◆ **What is expected**
Turn the lines below, from the one containing "Can you find the blurred green" through the one containing "434 89 480 144", into a JSON list of strings with one string per line, leaving out blank lines.

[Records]
(begin)

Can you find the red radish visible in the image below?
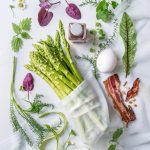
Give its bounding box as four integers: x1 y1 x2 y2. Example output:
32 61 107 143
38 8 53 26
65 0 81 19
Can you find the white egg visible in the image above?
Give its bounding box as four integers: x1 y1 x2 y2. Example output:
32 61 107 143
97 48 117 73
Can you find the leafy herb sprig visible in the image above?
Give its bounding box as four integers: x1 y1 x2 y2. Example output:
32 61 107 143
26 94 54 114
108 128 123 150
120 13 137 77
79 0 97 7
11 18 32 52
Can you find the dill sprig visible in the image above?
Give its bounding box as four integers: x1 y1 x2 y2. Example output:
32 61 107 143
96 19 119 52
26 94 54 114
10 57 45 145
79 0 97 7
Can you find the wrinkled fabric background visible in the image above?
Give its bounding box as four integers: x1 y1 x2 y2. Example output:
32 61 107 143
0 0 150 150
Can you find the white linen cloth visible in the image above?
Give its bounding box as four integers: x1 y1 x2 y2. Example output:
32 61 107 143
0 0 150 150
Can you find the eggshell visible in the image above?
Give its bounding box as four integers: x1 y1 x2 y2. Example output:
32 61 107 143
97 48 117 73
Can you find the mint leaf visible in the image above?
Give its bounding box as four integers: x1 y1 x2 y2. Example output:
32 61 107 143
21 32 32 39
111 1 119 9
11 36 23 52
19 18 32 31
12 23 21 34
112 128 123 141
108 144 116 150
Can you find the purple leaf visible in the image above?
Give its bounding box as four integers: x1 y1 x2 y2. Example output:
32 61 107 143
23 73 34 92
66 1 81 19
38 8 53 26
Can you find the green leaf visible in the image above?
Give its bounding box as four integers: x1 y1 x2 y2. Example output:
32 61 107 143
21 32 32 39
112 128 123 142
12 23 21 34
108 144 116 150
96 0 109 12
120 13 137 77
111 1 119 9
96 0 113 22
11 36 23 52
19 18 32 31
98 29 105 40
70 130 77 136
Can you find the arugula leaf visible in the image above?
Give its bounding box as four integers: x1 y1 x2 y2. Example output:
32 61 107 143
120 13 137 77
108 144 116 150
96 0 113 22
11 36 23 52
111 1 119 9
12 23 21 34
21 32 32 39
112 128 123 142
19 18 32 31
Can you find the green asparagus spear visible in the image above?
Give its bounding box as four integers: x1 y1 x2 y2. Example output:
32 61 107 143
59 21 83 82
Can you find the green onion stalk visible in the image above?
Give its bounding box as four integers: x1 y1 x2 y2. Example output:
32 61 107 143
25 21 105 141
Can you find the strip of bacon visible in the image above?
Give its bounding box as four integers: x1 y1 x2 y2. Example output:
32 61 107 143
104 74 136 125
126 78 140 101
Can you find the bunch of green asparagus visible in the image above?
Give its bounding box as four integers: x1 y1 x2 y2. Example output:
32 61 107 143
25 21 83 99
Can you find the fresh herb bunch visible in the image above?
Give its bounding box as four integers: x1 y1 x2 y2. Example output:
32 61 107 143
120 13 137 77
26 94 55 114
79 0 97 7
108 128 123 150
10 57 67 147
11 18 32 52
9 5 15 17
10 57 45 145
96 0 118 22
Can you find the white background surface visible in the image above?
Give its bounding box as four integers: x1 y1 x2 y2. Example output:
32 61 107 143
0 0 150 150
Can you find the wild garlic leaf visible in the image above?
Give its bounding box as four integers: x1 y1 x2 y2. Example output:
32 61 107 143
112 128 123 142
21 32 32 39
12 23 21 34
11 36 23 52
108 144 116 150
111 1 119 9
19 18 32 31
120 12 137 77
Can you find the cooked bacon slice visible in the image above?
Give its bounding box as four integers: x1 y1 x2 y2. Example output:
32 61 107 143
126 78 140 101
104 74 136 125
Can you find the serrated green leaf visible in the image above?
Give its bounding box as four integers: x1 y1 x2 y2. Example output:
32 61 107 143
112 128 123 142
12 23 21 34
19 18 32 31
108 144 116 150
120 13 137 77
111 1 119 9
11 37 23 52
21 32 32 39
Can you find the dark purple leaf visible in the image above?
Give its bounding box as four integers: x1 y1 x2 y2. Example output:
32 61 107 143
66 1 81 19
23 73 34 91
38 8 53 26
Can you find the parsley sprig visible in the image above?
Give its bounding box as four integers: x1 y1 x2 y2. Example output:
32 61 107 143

(end)
(begin)

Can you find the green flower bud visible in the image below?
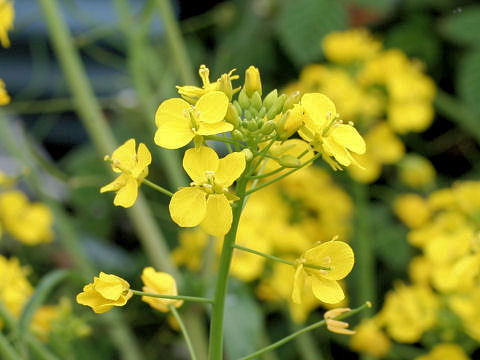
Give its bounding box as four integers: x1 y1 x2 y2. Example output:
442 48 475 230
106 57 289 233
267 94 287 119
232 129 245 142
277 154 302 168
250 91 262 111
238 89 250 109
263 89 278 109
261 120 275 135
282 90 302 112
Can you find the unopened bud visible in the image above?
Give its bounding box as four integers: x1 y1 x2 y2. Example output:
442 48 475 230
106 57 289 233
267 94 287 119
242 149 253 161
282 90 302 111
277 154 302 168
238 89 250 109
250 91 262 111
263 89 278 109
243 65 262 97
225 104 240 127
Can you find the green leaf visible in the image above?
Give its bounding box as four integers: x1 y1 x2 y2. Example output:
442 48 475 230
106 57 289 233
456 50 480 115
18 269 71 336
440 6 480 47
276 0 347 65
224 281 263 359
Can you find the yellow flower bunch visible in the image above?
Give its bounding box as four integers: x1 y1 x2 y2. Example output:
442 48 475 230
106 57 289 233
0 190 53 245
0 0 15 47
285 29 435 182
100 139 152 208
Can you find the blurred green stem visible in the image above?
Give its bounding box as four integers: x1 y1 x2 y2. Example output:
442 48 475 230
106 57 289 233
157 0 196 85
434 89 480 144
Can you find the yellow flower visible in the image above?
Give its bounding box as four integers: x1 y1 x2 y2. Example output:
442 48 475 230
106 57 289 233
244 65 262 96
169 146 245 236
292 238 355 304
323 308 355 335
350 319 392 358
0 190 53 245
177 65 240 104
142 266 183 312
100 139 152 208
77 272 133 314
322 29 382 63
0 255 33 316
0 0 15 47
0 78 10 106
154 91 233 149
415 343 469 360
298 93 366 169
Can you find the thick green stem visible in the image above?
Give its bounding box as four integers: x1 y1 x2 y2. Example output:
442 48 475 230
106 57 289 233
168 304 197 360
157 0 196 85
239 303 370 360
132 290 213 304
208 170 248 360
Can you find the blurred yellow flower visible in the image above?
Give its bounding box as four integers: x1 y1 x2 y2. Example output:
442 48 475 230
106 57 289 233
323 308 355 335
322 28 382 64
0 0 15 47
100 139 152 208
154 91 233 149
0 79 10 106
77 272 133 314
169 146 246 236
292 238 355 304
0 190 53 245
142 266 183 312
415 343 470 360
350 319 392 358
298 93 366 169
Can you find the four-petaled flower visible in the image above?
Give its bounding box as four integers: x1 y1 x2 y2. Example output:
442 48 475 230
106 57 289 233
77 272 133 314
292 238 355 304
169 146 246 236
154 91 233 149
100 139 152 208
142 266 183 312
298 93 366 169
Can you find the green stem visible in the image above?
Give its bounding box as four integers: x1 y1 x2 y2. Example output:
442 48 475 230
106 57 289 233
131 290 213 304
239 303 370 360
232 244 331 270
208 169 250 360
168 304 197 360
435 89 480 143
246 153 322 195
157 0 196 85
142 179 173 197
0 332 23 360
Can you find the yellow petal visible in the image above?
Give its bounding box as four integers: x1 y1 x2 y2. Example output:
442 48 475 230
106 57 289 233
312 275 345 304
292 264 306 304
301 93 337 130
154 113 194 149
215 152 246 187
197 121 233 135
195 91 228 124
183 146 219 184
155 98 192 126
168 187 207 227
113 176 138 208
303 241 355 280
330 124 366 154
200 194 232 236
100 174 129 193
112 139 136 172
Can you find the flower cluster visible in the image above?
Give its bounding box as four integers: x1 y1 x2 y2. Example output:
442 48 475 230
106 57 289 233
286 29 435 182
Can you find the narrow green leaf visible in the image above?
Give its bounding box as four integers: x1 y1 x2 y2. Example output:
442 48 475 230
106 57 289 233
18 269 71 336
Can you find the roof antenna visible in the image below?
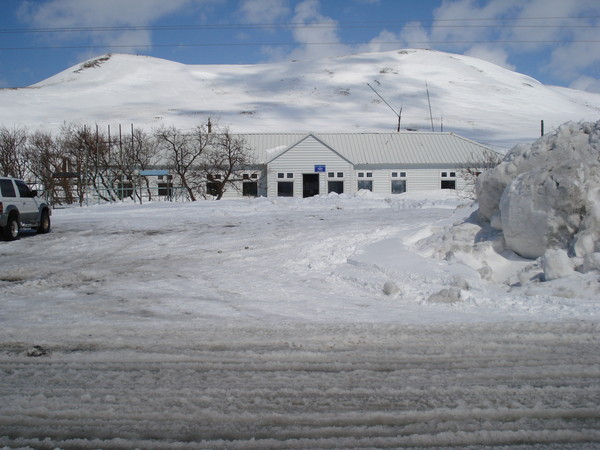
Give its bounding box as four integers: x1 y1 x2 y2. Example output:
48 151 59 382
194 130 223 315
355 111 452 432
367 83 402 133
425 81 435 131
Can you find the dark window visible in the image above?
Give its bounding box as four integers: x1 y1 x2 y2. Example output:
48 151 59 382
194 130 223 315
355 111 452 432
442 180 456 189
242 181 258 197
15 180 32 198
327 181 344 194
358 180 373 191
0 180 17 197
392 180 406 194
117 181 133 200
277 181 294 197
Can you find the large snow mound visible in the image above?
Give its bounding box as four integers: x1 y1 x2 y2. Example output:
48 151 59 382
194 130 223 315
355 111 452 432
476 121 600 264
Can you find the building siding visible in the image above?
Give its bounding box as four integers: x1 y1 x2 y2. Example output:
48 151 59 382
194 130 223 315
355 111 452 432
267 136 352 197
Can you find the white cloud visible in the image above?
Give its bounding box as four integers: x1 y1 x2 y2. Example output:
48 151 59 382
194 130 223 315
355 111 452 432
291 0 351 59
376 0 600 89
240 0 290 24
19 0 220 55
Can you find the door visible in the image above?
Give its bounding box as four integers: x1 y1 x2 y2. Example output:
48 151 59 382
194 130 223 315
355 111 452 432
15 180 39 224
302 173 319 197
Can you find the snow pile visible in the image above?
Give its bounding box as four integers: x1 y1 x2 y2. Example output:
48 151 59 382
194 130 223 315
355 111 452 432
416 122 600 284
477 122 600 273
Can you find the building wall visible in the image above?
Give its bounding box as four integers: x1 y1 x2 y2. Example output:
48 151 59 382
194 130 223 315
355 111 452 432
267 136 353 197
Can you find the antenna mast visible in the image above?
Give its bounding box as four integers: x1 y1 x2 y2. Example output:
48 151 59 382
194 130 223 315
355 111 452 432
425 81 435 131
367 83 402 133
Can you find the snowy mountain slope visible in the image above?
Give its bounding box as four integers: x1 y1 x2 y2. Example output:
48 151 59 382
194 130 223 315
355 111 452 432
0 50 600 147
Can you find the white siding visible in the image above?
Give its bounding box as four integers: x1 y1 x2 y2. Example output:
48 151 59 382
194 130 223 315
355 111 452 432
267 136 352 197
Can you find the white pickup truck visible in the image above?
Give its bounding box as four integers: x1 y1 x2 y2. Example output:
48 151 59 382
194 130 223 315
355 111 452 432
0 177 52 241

(end)

◆ **Expected answer**
[
  "Can you find the blurred green stem visible in the image above?",
  "Give its bounding box as four integers: x1 y1 x2 y2. Example output:",
  "442 48 475 230",
  "106 57 289 233",
  "157 0 196 85",
  "434 89 480 144"
]